━━ Given text

But it was Ben Carson who went off script and delivered the most searing and Biblical condemnation, pulling out the old "she's the devil in disguise" routine. 

In a bizarre, meandering departure from his prepared remarks, Dr. Ben Carson suggested that electing Hillary Clinton would be the same as endorsing the devil himself.
Speaking near the end of Day Two at the Republican National Convention former rival of nominee Donald Trump, Carson brought up Saul Alinksy, the community organizer whose work Hillary Clinton wrote about while at college in Wellesley.
“Her senior thesis was about Saul Alinsky,” said Carson. “This was someone that she greatly admired and that affected all of her philosophies subsequently. Now interestingly enough, let me tell you something about Saul Alinsky: He wrote a book called “Rules for Radicals.” On the dedication page, it acknowledges Lucifer, ‘the original radical who gained his own kingdom.’”
“This is a nation where our founding document the Declaration of Independence talks about certain inalienable rights that come from our creator,” Carson continued. “This is a nation where our pledge of allegiance says we are one nation under God. This is a nation where every coin in our pocket and every bill in our wallet says ‘In God We Trust.’ So are we willing to elect someone as president who has as their role model somebody who acknowledges Lucifer? Think about that.”

Carson has been the conduit for evangelical Christians throughout the 2016 cycle and has managed to channel that fervent support to Trump without any examination of the Republican nominee's glaring spiritual shortcomings. 

Carson’s riff on Lucifer was not part of his prepared remarks distributed to reporters earlier Tuesday night, nor did it appear on the teleprompter in the arena. But it was not the first time he has mused on a Hillary Clinton-to-Saul Alinksy-to-Satan connection. Just last month, Carson launched into a similar digression a the New York City gathering where conservative evangelicals met with Trump.

━━━━
━━ Dataset content

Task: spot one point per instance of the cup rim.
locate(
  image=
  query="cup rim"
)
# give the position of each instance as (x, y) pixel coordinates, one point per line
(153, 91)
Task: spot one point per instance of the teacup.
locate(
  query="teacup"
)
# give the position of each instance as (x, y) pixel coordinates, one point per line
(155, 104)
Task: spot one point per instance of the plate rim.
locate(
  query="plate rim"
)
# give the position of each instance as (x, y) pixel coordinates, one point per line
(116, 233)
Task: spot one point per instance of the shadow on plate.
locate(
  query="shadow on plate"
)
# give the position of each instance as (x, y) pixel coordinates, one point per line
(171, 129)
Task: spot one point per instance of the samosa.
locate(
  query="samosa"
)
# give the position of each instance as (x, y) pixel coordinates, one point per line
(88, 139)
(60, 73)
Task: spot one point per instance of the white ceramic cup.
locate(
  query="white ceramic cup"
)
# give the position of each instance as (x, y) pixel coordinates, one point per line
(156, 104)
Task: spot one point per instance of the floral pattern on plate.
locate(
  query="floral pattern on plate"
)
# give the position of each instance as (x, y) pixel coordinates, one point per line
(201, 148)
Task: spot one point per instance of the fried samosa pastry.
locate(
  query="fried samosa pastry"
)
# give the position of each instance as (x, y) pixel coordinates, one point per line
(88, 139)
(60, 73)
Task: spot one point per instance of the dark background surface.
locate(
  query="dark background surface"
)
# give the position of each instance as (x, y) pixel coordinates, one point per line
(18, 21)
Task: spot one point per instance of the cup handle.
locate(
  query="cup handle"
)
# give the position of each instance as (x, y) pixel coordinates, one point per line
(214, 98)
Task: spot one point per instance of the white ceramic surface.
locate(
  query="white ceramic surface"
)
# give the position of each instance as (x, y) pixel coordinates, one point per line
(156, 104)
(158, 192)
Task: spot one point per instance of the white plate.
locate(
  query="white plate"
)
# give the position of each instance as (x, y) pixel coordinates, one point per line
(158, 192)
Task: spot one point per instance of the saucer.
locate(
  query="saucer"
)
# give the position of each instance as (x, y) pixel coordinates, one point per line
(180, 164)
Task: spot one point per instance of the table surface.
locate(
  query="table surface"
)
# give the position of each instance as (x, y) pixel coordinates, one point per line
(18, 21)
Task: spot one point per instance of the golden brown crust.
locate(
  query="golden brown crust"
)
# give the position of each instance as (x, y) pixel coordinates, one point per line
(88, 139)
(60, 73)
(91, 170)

━━━━

**Assignment:**
Answer these questions using the passage about Ben Carson's convention speech:
(a) On which day of the Republican National Convention did Carson speak?
(b) What book did Saul Alinsky write, according to Carson?
(c) In what city did Carson make a similar digression last month?
The items aren't needed for anything here.

**Solution:**
(a) Day Two, near the end
(b) "Rules for Radicals"
(c) New York City